▶ **STATED TASK**:
Count the lines in the listing below that contain the string "brick". How many are there? Reply with the number alone.

▶ **DATA IN THIS EXERCISE**:

╭──

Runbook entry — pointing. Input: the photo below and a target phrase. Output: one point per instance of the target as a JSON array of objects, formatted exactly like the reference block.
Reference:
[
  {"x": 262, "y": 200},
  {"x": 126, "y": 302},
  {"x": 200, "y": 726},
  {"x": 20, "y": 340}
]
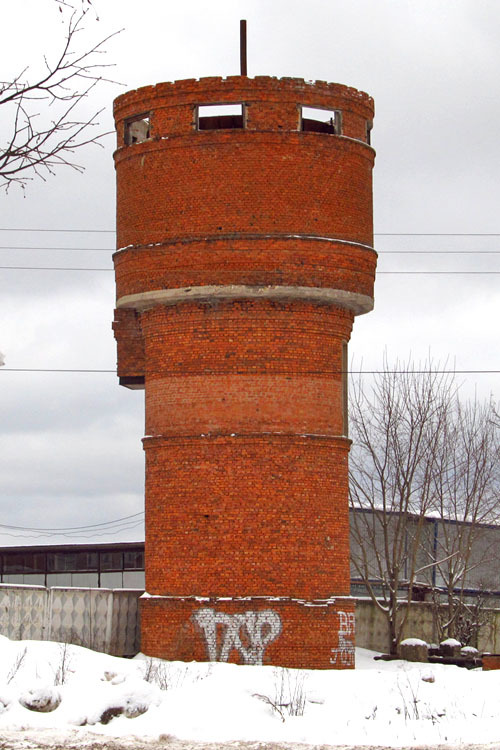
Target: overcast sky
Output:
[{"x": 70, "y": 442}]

╰──
╭──

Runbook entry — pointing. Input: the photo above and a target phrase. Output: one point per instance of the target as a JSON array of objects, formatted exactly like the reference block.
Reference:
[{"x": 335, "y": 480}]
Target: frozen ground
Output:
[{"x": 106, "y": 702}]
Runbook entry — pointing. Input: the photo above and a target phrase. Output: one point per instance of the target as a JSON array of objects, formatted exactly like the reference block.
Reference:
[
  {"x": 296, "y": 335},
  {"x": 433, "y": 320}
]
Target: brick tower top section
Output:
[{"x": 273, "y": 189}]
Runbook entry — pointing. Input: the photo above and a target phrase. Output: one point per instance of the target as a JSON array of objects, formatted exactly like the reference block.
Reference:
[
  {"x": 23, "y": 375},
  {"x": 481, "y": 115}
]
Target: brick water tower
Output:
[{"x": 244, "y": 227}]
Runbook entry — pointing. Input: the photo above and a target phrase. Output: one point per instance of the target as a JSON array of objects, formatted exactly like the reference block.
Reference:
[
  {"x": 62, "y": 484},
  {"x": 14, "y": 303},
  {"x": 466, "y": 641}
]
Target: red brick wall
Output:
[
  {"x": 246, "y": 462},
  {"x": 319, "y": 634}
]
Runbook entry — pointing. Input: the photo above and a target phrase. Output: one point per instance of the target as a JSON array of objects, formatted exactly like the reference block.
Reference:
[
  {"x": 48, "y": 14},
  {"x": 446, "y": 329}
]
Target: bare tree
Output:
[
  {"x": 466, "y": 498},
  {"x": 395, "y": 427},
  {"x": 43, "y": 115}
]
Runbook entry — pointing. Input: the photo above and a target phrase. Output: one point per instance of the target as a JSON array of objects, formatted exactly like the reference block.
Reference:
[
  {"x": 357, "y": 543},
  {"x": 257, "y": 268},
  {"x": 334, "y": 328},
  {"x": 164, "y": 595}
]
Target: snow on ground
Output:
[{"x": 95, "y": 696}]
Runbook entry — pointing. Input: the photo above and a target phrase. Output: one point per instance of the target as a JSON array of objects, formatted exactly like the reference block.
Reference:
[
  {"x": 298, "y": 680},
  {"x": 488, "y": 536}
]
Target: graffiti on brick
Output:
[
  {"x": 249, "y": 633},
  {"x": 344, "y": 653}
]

╰──

▶ **EXERCISE OUTPUT**:
4